(The problem) Retype every line of the entries below without changing anything, and leave out the pictures.

(Record set)
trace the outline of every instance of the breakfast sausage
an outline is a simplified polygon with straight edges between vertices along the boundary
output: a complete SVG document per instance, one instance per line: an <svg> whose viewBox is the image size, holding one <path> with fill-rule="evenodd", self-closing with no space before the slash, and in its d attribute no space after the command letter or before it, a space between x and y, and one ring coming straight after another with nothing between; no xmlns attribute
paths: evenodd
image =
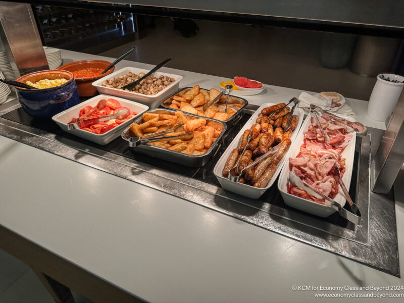
<svg viewBox="0 0 404 303"><path fill-rule="evenodd" d="M267 144L270 136L271 135L268 133L264 133L261 135L260 141L258 142L258 147L252 151L252 156L254 159L262 156L268 151Z"/></svg>
<svg viewBox="0 0 404 303"><path fill-rule="evenodd" d="M252 160L249 161L249 163L248 163L248 165L251 164L252 163ZM248 169L247 169L244 174L244 178L247 181L249 181L251 179L252 179L252 177L254 176L254 166L253 165L251 167L250 167Z"/></svg>
<svg viewBox="0 0 404 303"><path fill-rule="evenodd" d="M283 130L282 127L277 127L275 129L274 135L275 136L275 140L276 142L280 142L282 141L282 137L283 135Z"/></svg>
<svg viewBox="0 0 404 303"><path fill-rule="evenodd" d="M290 138L290 135L292 134L292 132L293 131L291 129L289 129L287 131L285 131L283 133L283 135L282 136L282 140L283 140L285 139L288 139Z"/></svg>
<svg viewBox="0 0 404 303"><path fill-rule="evenodd" d="M287 152L287 150L289 149L289 147L290 147L290 144L291 144L292 141L290 140L290 139L285 139L282 142L280 142L281 146L279 147L279 149L278 149L278 151L274 154L273 157L272 157L272 163L275 164L275 165L278 165L278 164L279 163L279 161L281 161L283 156L285 156L285 154Z"/></svg>
<svg viewBox="0 0 404 303"><path fill-rule="evenodd" d="M277 127L280 127L282 126L282 120L283 119L283 118L282 117L277 119L275 121L275 123L274 123L274 127L276 128Z"/></svg>
<svg viewBox="0 0 404 303"><path fill-rule="evenodd" d="M238 157L238 148L234 148L230 154L230 156L229 156L227 162L226 162L226 165L224 166L223 172L223 177L227 177L229 176L229 171L234 167Z"/></svg>
<svg viewBox="0 0 404 303"><path fill-rule="evenodd" d="M238 181L237 182L238 183L243 183L243 184L245 184L245 180L242 176L240 176L240 178L238 178Z"/></svg>
<svg viewBox="0 0 404 303"><path fill-rule="evenodd" d="M255 183L257 180L260 179L260 177L267 169L268 165L271 164L272 162L272 157L270 156L267 158L264 159L260 161L258 164L256 166L256 169L254 170L254 175L251 181L252 183Z"/></svg>
<svg viewBox="0 0 404 303"><path fill-rule="evenodd" d="M248 163L249 163L249 161L251 160L251 157L252 157L252 152L248 150L248 149L244 152L244 154L241 156L241 159L240 159L238 166L237 166L237 174L240 174L241 171L247 167Z"/></svg>
<svg viewBox="0 0 404 303"><path fill-rule="evenodd" d="M293 115L292 120L290 121L290 129L292 130L294 130L294 129L296 128L296 126L297 125L297 116Z"/></svg>
<svg viewBox="0 0 404 303"><path fill-rule="evenodd" d="M285 129L285 127L286 126L286 123L287 123L287 120L289 120L289 117L291 115L291 113L288 113L283 116L283 118L282 119L282 128L283 129Z"/></svg>
<svg viewBox="0 0 404 303"><path fill-rule="evenodd" d="M259 134L260 132L261 131L261 125L260 124L260 123L256 123L252 125L251 129L252 130L252 137L251 139L254 139L257 137L258 134Z"/></svg>
<svg viewBox="0 0 404 303"><path fill-rule="evenodd" d="M272 178L276 170L276 165L273 163L270 164L262 176L254 183L254 186L259 188L263 188L266 186Z"/></svg>
<svg viewBox="0 0 404 303"><path fill-rule="evenodd" d="M260 139L264 134L260 134L257 137L248 142L247 144L247 149L250 150L254 150L256 147L258 145L258 142L260 142Z"/></svg>
<svg viewBox="0 0 404 303"><path fill-rule="evenodd" d="M284 109L282 110L279 113L277 113L276 114L275 114L273 116L271 116L271 118L273 119L274 119L274 120L276 121L277 119L279 119L281 117L283 117L284 116L285 116L285 115L286 115L286 114L289 113L289 112L290 112L290 107L285 107Z"/></svg>
<svg viewBox="0 0 404 303"><path fill-rule="evenodd" d="M272 146L272 144L275 141L275 136L273 135L270 135L268 138L268 141L267 142L267 148L269 150L269 148Z"/></svg>
<svg viewBox="0 0 404 303"><path fill-rule="evenodd" d="M261 132L266 133L268 131L269 127L269 119L266 116L262 116L261 119Z"/></svg>
<svg viewBox="0 0 404 303"><path fill-rule="evenodd" d="M246 129L244 131L244 133L241 137L241 142L240 143L240 150L238 152L239 153L242 152L244 150L245 145L248 143L248 134L249 134L250 131L249 129Z"/></svg>
<svg viewBox="0 0 404 303"><path fill-rule="evenodd" d="M268 133L274 135L274 127L271 124L268 126Z"/></svg>
<svg viewBox="0 0 404 303"><path fill-rule="evenodd" d="M286 105L284 103L279 103L279 104L275 104L275 105L273 105L272 106L270 106L269 107L265 108L265 109L263 109L261 111L261 114L263 115L266 115L268 116L268 115L270 115L274 112L276 112L276 111L279 111L284 106Z"/></svg>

(Exercise response)
trace the outline of every instance of the breakfast sausage
an outline is a simplified polygon with straight edges between vertices along the boundary
output: a complete SVG document per instance, one instance per line: an <svg> whose viewBox is the image size, holding one <path> with fill-rule="evenodd", self-closing with no space before the slash, and in its d attribute no space after the command letter or before it, a space between x and y, and one ring coming straight after another with nothing between; no xmlns attribute
paths: evenodd
image =
<svg viewBox="0 0 404 303"><path fill-rule="evenodd" d="M267 144L270 136L271 135L268 133L264 133L261 135L260 141L258 142L258 147L252 151L252 156L254 159L262 156L268 151Z"/></svg>
<svg viewBox="0 0 404 303"><path fill-rule="evenodd" d="M252 160L249 161L249 163L248 163L248 165L251 164L252 163ZM248 169L247 169L244 174L244 178L247 181L249 181L251 179L252 179L252 177L254 176L254 166L253 165L251 167L250 167Z"/></svg>
<svg viewBox="0 0 404 303"><path fill-rule="evenodd" d="M283 130L282 127L277 127L275 129L274 135L275 136L275 140L276 142L280 142L282 141L282 137L283 135Z"/></svg>
<svg viewBox="0 0 404 303"><path fill-rule="evenodd" d="M290 138L290 135L292 134L292 132L293 131L291 129L289 129L287 131L285 131L283 133L283 135L282 136L282 140L283 140L285 139L288 139Z"/></svg>
<svg viewBox="0 0 404 303"><path fill-rule="evenodd" d="M287 152L287 150L289 149L289 147L290 147L290 144L291 144L292 141L290 140L290 139L285 139L282 142L280 142L281 146L279 147L279 149L278 149L278 151L274 154L273 157L272 157L272 163L275 164L275 165L278 165L278 164L279 163L279 161L281 161L283 156L285 156L285 154Z"/></svg>
<svg viewBox="0 0 404 303"><path fill-rule="evenodd" d="M277 127L280 127L282 126L282 120L283 119L283 118L282 117L277 119L275 121L275 123L274 123L274 127L276 128Z"/></svg>
<svg viewBox="0 0 404 303"><path fill-rule="evenodd" d="M238 157L238 148L234 148L230 154L230 156L229 156L227 162L226 162L226 165L224 166L223 172L223 177L227 177L229 176L229 171L234 167Z"/></svg>
<svg viewBox="0 0 404 303"><path fill-rule="evenodd" d="M238 181L237 182L238 183L243 183L243 184L245 184L245 180L242 176L240 176L240 178L238 178Z"/></svg>
<svg viewBox="0 0 404 303"><path fill-rule="evenodd" d="M255 183L257 180L260 179L260 177L267 169L268 165L271 164L272 162L272 157L270 156L267 158L264 159L260 161L258 164L256 166L256 169L254 170L254 175L251 181L252 183Z"/></svg>
<svg viewBox="0 0 404 303"><path fill-rule="evenodd" d="M248 163L249 163L249 161L251 160L251 157L252 157L252 152L248 150L248 149L244 152L244 154L241 156L241 159L240 159L238 166L237 166L237 174L240 174L241 171L247 167Z"/></svg>
<svg viewBox="0 0 404 303"><path fill-rule="evenodd" d="M293 115L292 120L290 121L290 129L292 130L294 130L294 129L296 128L296 126L297 125L297 116Z"/></svg>
<svg viewBox="0 0 404 303"><path fill-rule="evenodd" d="M285 129L285 127L286 126L286 123L287 123L287 120L289 120L289 117L291 115L291 113L288 113L283 116L283 118L282 119L282 128L283 129Z"/></svg>
<svg viewBox="0 0 404 303"><path fill-rule="evenodd" d="M259 134L260 132L261 131L261 125L260 124L260 123L256 123L252 125L251 129L252 130L252 137L251 139L254 139L257 137L258 134Z"/></svg>
<svg viewBox="0 0 404 303"><path fill-rule="evenodd" d="M272 178L276 170L276 165L273 163L270 164L262 176L254 183L254 186L259 188L263 188L266 186Z"/></svg>
<svg viewBox="0 0 404 303"><path fill-rule="evenodd" d="M260 139L264 134L260 134L257 137L248 142L247 144L247 149L250 150L254 150L256 147L258 145L258 142L260 142Z"/></svg>
<svg viewBox="0 0 404 303"><path fill-rule="evenodd" d="M284 109L282 110L279 113L277 113L276 114L275 114L273 116L271 116L271 118L273 119L274 119L274 120L276 121L277 119L279 119L281 117L283 117L284 116L285 116L285 115L286 115L286 114L289 113L289 112L290 112L290 107L285 107Z"/></svg>
<svg viewBox="0 0 404 303"><path fill-rule="evenodd" d="M272 146L272 144L275 141L275 136L273 135L270 135L268 138L268 141L267 142L267 148L269 150L269 148Z"/></svg>
<svg viewBox="0 0 404 303"><path fill-rule="evenodd" d="M261 132L266 133L268 131L269 127L269 119L266 116L262 116L261 119Z"/></svg>
<svg viewBox="0 0 404 303"><path fill-rule="evenodd" d="M246 129L244 131L244 133L241 137L241 142L240 143L240 150L238 152L239 153L242 152L244 150L245 145L248 143L248 134L249 134L250 131L249 129Z"/></svg>
<svg viewBox="0 0 404 303"><path fill-rule="evenodd" d="M268 133L274 135L274 127L271 124L268 126Z"/></svg>
<svg viewBox="0 0 404 303"><path fill-rule="evenodd" d="M286 105L284 103L279 103L279 104L275 104L275 105L273 105L272 106L270 106L269 107L265 108L265 109L263 109L261 111L261 114L263 115L266 115L268 116L268 115L270 115L274 112L276 112L276 111L279 111L284 106Z"/></svg>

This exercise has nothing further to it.